— DOKUMENTAUSSCHNITT —
- - -

Die Schüler lernen nicht nur Mathematik und Deutsch, sondern, um sie auf die Emigration vorzubereiten, ebenfalls Englisch und Hebräisch, sowie die Geschichte von Eretz Israel, wie die Juden das von den Briten besetzte Palästina nennen. Als der Reichsminister den zuständigen Behörden in einem Erlass vom 2. Juli 1937 rät, besondere Schulen oder Sammelklassen für Juden einzurichten, hat Trepp mit der Stadt bereits monatelang über die Bedingungen für eine neue Schule verhandelt, deren Einrichtung am 28. August 1937 in den Amtsblättern bekanntgegeben wird.

- - -

— ANGEZEIGTE INFORMATIONEN —
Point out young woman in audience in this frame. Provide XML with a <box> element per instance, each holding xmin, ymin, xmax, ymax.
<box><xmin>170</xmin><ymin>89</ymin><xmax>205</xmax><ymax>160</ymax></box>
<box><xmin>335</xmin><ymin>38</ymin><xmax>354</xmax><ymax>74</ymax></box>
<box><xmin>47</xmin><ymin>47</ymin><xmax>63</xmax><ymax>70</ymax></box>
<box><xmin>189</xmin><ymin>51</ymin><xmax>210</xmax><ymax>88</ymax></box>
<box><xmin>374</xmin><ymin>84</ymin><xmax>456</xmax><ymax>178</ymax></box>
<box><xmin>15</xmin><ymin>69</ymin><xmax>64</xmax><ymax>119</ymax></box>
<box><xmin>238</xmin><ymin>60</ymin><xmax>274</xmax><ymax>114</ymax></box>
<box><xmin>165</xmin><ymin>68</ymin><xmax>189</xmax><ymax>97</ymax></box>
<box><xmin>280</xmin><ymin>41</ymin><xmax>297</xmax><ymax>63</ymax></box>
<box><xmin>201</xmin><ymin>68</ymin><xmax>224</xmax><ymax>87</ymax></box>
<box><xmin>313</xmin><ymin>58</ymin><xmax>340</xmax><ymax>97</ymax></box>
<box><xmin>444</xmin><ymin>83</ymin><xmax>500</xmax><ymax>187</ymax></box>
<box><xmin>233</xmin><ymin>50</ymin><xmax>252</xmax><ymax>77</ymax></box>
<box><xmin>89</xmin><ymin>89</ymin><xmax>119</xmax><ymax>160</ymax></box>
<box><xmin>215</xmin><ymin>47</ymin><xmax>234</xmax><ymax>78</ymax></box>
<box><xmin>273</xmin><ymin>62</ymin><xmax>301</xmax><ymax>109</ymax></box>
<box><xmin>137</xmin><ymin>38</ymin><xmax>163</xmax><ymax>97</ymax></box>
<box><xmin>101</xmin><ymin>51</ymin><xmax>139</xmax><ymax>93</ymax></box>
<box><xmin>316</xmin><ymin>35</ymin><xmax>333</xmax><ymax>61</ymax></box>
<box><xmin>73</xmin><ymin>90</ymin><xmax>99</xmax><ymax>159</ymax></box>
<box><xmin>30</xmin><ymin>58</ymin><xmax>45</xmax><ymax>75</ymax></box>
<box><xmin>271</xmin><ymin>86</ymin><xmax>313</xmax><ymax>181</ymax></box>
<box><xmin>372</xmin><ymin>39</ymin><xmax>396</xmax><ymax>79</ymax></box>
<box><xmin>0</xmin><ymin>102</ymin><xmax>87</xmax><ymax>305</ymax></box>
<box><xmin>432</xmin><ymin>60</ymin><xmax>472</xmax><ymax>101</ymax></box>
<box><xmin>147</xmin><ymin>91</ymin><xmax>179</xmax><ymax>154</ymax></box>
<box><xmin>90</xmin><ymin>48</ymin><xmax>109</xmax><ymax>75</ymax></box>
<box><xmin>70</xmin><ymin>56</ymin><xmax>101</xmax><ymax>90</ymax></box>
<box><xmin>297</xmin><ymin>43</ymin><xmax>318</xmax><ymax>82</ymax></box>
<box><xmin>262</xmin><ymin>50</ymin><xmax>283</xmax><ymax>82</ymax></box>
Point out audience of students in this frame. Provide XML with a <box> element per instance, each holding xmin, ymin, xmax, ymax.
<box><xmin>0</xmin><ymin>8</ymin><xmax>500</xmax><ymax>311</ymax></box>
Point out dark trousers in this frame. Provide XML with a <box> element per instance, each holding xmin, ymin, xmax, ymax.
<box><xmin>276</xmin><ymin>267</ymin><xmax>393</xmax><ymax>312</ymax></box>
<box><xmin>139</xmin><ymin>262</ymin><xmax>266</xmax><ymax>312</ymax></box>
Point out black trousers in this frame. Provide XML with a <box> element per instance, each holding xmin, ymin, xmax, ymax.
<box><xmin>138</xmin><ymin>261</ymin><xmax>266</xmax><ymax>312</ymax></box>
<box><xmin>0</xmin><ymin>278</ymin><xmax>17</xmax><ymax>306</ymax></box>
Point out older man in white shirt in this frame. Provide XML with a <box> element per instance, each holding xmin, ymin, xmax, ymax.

- - -

— AUFGABE —
Beantworte anhand des Dokumentausschnitts diese drei Fragen:
1. Welche zwei Sprachen lernen die Schüler zur Vorbereitung auf die Emigration?
2. An welchem Datum rät der Reichsminister in einem Erlass, besondere Schulen oder Sammelklassen für Juden einzurichten?
3. Wann wird die Einrichtung der neuen Schule in den Amtsblättern bekanntgegeben?
Stütze dich ausschließlich auf den Dokumentausschnitt.

— ANTWORT —
1. Die Schüler lernen Englisch und Hebräisch.
2. Der Erlass stammt vom 2. Juli 1937.
3. Die Einrichtung wird am 28. August 1937 bekanntgegeben.